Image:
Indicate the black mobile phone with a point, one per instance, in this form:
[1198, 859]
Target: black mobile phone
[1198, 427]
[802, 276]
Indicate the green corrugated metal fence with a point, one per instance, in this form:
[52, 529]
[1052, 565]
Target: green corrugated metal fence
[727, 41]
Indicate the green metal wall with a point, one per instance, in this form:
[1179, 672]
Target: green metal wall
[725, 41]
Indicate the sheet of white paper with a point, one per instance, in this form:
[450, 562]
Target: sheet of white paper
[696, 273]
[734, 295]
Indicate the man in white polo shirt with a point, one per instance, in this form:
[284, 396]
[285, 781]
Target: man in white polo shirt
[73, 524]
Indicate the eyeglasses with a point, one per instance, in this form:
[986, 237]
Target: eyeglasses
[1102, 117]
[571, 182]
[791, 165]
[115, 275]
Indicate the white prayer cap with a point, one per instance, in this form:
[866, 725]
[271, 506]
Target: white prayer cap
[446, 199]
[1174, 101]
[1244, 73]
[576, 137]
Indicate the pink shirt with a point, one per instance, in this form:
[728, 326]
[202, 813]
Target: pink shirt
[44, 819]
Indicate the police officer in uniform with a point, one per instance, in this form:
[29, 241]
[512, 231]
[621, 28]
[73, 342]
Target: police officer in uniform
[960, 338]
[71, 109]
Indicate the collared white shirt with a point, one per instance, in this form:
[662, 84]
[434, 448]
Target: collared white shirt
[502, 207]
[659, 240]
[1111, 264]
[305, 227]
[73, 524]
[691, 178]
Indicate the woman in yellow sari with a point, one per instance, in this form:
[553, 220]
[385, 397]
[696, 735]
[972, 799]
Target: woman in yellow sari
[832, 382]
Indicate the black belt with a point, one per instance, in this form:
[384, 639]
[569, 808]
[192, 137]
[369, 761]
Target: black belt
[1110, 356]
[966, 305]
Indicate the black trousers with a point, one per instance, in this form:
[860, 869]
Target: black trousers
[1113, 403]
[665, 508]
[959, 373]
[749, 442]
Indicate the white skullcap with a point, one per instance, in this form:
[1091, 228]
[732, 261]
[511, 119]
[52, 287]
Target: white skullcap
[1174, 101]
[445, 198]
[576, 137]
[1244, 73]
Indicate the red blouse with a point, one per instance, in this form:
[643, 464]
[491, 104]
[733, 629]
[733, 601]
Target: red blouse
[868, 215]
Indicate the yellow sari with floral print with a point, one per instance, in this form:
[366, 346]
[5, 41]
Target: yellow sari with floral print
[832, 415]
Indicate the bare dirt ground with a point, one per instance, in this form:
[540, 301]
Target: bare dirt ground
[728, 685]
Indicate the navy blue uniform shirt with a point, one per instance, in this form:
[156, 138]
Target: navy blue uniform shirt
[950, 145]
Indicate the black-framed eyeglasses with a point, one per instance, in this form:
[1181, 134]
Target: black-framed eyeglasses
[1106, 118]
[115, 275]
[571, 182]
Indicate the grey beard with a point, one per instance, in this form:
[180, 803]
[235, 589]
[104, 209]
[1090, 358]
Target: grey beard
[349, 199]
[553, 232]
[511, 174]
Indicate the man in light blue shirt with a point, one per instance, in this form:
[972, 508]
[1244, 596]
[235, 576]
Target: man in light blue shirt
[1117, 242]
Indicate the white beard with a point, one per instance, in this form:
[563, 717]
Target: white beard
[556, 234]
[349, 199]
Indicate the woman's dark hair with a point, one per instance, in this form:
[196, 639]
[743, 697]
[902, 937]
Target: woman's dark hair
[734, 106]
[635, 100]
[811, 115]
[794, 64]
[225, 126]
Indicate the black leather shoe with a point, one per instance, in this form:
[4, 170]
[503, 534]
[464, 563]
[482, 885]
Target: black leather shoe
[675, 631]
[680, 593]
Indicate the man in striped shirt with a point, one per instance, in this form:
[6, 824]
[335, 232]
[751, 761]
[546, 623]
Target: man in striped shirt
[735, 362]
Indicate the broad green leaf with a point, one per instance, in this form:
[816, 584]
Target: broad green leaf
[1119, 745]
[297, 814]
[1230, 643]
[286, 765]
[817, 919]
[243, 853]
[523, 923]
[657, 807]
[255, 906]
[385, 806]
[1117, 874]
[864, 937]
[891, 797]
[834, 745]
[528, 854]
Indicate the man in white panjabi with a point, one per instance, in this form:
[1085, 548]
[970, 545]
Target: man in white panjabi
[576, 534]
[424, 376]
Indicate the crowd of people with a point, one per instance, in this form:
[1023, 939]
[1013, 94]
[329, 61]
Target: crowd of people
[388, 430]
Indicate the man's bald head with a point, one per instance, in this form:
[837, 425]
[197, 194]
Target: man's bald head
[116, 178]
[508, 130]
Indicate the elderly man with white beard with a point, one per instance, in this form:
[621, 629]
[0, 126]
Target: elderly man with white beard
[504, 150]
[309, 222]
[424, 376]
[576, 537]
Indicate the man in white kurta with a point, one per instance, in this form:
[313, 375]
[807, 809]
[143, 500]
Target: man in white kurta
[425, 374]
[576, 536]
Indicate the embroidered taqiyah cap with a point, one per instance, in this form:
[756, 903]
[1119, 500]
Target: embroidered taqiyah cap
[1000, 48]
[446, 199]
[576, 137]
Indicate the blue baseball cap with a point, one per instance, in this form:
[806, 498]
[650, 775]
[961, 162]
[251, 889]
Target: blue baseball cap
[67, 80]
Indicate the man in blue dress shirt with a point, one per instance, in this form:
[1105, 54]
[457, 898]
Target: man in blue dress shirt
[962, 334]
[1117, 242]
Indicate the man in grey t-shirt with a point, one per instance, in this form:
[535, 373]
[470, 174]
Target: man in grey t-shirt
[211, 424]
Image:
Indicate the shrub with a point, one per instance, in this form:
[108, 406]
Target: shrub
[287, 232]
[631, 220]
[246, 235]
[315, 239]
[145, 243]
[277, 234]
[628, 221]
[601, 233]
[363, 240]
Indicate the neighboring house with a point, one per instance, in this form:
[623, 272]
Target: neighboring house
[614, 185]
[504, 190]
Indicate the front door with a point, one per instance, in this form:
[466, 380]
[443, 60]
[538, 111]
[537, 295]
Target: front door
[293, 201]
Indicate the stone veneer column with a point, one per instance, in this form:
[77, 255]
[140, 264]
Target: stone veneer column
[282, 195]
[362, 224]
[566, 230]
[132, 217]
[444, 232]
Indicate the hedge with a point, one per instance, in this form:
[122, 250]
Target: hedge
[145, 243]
+ + + + + + +
The lines above should be duplicated exactly.

* ANSWER FOR THE TASK
Image:
Indicate the black mobile phone with a point, one per instance, in this form:
[1198, 859]
Target: black mobile phone
[1198, 427]
[802, 276]
Indicate the green corrugated metal fence with a point, one per instance, in this form:
[52, 529]
[1052, 565]
Target: green corrugated metal fence
[727, 41]
Indicate the green metal wall with a point, one per instance, in this form:
[1179, 672]
Target: green metal wall
[725, 41]
Indicate the sheet of white paper with a point, one per instance, in this form:
[450, 562]
Target: sheet of white paper
[696, 273]
[734, 295]
Indicate the man in white polo shirt with a point, one per instance, in this form:
[284, 396]
[285, 781]
Target: man in white polo shirt
[73, 524]
Indicate the eyeglasses with a point, one per instance, in this form:
[986, 237]
Target: eyeglasses
[1102, 117]
[571, 182]
[791, 165]
[115, 275]
Indicate the white prayer cap with a point, one per instance, in this form:
[866, 725]
[271, 506]
Target: white prayer cap
[446, 199]
[1174, 101]
[1244, 73]
[576, 137]
Indicate the pink shirt with a point, one per instance, in this form:
[728, 326]
[202, 813]
Target: pink shirt
[44, 819]
Indicate the police officer in uniform with a point, one per instance, in this form:
[29, 241]
[512, 231]
[621, 28]
[73, 342]
Target: police officer in uniform
[960, 338]
[71, 109]
Indicate the collared white shirt with a point, one per instance, in this form:
[662, 84]
[434, 448]
Target: collared white shirt
[502, 207]
[659, 240]
[1111, 264]
[305, 227]
[73, 524]
[691, 178]
Indicate the woman in yellow sari with a point, one per instance, in this form:
[553, 220]
[385, 397]
[696, 735]
[972, 799]
Target: woman in yellow sari
[832, 382]
Indicate the black belt with a point, one per instance, in this form:
[384, 639]
[569, 808]
[192, 137]
[369, 761]
Target: black belt
[1110, 356]
[966, 305]
Indicate the black trousers with a point, one per instance, in this form:
[860, 869]
Target: black trousers
[1113, 403]
[665, 508]
[959, 373]
[749, 442]
Indicate the white skullcap with a point, one per instance, in this form:
[1091, 228]
[732, 261]
[511, 119]
[52, 287]
Target: white skullcap
[1174, 101]
[445, 198]
[576, 137]
[1244, 73]
Indicate the red blouse with a point, one per instance, in this form:
[643, 464]
[491, 104]
[733, 629]
[733, 601]
Target: red blouse
[868, 215]
Indicate the yellow sari with floral print with a point, one per instance, in this form:
[366, 346]
[5, 41]
Target: yellow sari with floral print
[832, 415]
Indicate the bare dirt ground with a point, one per instance, in this form:
[540, 301]
Target: bare dirt ground
[728, 685]
Indicate the navy blue uniform shirt with a point, one per instance, in this form:
[156, 138]
Target: navy blue uniform shirt
[950, 145]
Indicate the black-framed eyeglasses with a point, one per instance, in this form:
[1181, 134]
Target: black-framed eyeglasses
[1106, 118]
[115, 275]
[571, 182]
Indicate the grey beard with a point, one per instance, in this form:
[180, 803]
[235, 589]
[104, 209]
[1090, 358]
Target: grey beard
[349, 199]
[553, 232]
[511, 174]
Indicate the man in light blue shirt with a point, one per instance, in this form:
[972, 508]
[1244, 596]
[235, 576]
Target: man in light blue shirt
[1117, 242]
Indicate the white beard with a point, one per instance, in this form:
[563, 717]
Target: white beard
[556, 234]
[349, 199]
Indicate the woman's dark hair with a point, one per instance, in this form:
[196, 639]
[743, 697]
[902, 937]
Target: woman's dark hair
[734, 106]
[635, 100]
[811, 115]
[794, 64]
[225, 126]
Indicate the black leather shoe with a point, one per instance, in this form:
[4, 170]
[503, 534]
[464, 563]
[482, 885]
Target: black leather shoe
[675, 631]
[680, 593]
Indicate the man in striped shirt with a point, one per instance, in this form:
[6, 824]
[335, 232]
[751, 761]
[546, 623]
Target: man in striped shirt
[735, 362]
Indicate the broad green leaf with a point, one per instance, in this form:
[816, 584]
Target: broad green leaf
[1119, 745]
[297, 814]
[1230, 643]
[286, 765]
[817, 919]
[243, 853]
[523, 923]
[657, 807]
[255, 906]
[385, 806]
[1117, 874]
[864, 937]
[891, 797]
[834, 745]
[528, 854]
Indicate the man in white panjabi with a point, one per instance, in this form:
[1085, 548]
[970, 545]
Target: man in white panjabi
[576, 534]
[424, 376]
Indicate the crowd of people with a point, one per instance, in this form:
[1023, 939]
[1013, 94]
[329, 61]
Target: crowd of people
[388, 430]
Indicate the man's bald head with a point, one per instance, in this form:
[837, 425]
[197, 194]
Target: man's bald head
[116, 178]
[508, 130]
Indicate the elderly man with white beard with a point, one per instance, in this form:
[621, 629]
[0, 126]
Target: elderly man with white beard
[504, 150]
[309, 222]
[424, 376]
[576, 537]
Indicate the man in white kurta with a point, one per instance, in this form:
[313, 375]
[807, 809]
[143, 500]
Target: man in white kurta
[425, 374]
[576, 536]
Indicate the embroidered taqiyah cap with a point, one per instance, in this form:
[756, 903]
[1119, 500]
Target: embroidered taqiyah cap
[1000, 48]
[446, 199]
[576, 137]
Indicate the blue baseball cap with a point, one per instance, in this form:
[806, 498]
[650, 775]
[961, 162]
[251, 889]
Target: blue baseball cap
[67, 80]
Indicate the man in blue dress shirt with a point, one per instance, in this form:
[1105, 54]
[457, 898]
Target: man in blue dress shirt
[962, 334]
[1117, 242]
Indicate the man in grey t-shirt with a point, one per instance, in this form:
[535, 373]
[470, 174]
Target: man in grey t-shirt
[211, 424]
Image:
Indicate the shrub with a point, one per instance, in this form:
[108, 406]
Target: shrub
[287, 232]
[631, 220]
[246, 235]
[315, 239]
[145, 243]
[277, 234]
[628, 221]
[601, 233]
[363, 240]
Indicate the neighboring house with a point, one per instance, in this form:
[623, 272]
Target: neighboring house
[614, 185]
[504, 190]
Indicate the front door with a point, one per instance, in this form:
[466, 380]
[443, 60]
[538, 111]
[537, 295]
Target: front door
[293, 201]
Indicate the stone veneer column with a point, one per instance, in this form:
[77, 255]
[140, 264]
Target: stone veneer column
[282, 195]
[362, 224]
[566, 230]
[132, 217]
[444, 232]
Indicate the hedge with a point, one per instance, in this form:
[122, 250]
Target: hedge
[145, 243]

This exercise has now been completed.